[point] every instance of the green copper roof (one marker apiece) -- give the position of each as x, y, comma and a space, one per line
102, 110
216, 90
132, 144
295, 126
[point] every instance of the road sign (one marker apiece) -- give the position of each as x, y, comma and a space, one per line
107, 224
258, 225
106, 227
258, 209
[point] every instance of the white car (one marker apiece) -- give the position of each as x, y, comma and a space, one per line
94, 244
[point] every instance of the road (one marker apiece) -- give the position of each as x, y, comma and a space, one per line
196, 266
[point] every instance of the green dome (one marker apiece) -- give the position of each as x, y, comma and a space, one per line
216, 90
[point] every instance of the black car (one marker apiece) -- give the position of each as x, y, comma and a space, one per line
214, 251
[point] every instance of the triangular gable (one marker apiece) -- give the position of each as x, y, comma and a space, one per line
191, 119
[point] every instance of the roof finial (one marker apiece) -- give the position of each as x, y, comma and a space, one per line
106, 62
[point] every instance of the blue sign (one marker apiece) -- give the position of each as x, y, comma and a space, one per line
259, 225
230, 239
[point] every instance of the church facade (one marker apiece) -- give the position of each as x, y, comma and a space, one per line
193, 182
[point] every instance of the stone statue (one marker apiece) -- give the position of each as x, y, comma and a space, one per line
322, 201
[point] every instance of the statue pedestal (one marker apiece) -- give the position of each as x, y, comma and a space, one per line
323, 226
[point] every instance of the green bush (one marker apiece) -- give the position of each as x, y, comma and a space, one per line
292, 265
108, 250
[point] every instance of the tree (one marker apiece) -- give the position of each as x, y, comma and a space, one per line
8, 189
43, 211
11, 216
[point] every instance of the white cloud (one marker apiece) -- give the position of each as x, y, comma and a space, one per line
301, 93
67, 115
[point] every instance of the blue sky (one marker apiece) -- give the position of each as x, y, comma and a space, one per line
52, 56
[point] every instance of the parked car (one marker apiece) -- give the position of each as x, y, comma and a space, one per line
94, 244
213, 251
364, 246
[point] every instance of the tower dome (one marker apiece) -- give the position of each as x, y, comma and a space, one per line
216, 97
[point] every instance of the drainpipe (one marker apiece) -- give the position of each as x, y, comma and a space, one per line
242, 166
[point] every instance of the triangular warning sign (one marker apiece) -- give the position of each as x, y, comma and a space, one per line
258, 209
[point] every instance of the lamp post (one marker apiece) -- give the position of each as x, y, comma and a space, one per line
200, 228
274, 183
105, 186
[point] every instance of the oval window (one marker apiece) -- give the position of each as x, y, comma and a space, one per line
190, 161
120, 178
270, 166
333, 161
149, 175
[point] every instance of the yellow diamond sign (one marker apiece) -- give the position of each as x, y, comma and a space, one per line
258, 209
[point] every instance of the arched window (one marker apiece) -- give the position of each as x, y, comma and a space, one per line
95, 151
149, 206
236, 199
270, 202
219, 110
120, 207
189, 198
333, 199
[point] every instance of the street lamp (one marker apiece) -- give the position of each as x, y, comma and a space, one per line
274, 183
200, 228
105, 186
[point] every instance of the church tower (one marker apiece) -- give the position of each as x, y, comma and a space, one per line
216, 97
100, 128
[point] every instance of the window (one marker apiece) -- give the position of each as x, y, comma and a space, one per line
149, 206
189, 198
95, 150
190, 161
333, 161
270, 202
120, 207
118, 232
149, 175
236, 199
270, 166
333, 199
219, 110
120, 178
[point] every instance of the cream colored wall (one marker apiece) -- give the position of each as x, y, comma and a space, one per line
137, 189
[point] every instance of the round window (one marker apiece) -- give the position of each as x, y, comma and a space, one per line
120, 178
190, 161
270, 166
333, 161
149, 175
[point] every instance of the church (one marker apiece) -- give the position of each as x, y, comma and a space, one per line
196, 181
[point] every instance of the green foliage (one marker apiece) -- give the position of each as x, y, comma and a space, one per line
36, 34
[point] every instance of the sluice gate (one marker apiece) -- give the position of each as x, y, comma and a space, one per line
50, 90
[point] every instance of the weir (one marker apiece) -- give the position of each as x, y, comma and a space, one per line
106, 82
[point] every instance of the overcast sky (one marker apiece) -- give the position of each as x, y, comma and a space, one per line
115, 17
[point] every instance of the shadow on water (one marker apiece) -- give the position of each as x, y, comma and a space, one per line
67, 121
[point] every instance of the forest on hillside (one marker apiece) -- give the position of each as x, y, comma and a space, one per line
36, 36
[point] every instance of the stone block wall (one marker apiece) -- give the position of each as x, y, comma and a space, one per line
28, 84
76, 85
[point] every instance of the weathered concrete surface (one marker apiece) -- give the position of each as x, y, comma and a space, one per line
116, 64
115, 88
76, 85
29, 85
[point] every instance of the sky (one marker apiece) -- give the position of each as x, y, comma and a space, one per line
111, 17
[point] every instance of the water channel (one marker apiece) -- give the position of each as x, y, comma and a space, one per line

◆ Work to do
Can you rewrite the records from the line that has "[point] every instance of the cream" through the last line of the records above, requests included, with each coordinate in the answers scaled by 2.05? Round every scaled value to a whole number, rounding halves up.

◆ Exercise response
[point] every instance of the cream colored wall (one marker apiece) -- give the position of each as x, y, comma and a space, one per line
281, 387
[point] every instance of the round window (one marker apiece) -- give the position of each as x, y, comma and a space, one per line
246, 365
390, 330
554, 340
683, 330
305, 359
[point] every instance of the church (one marker apiece) -- give the position of each as x, y, comma and a space, one per line
402, 371
[point] every instance of the green foliage (one marker apiece) -- give the position of each as x, y, comma and a space, one per line
74, 70
[point] every instance of the sluice gate (one marker apiece) -- give the position of each as x, y, comma and a space, one per line
103, 185
[point] every instance of the weir (one marker apiece) -- give the position of each as x, y, comma and a space, one per line
217, 168
[point] every instance of the overcast sky (one marker apiece) -- give the position of each as x, y, comma and a space, one per line
236, 35
[point] every instance of the shadow on water (one marker apiece) -- give the position of each as x, y, comma and a space, one per line
137, 248
[point] every instance of the forest on hillside (one marker apiece) -- give the position of each as x, y, comma and a space, one per line
74, 74
[point] every instance of the stone block wall (one marker apiece) -- give the position of each as x, y, comma and a space, one per line
57, 172
156, 174
[point] every instance of the weathered concrete surface (one marker apiece) -- give the position of each as x, y, comma and a space, one per line
238, 131
236, 180
156, 174
59, 174
[point] every instance of the sky (one marker apiece) -- give the position of each as x, y, comma and a space, one per line
228, 35
[point] every instance of the water channel (one marker apiece) -- give the position of each as x, y, comma and a space, one per line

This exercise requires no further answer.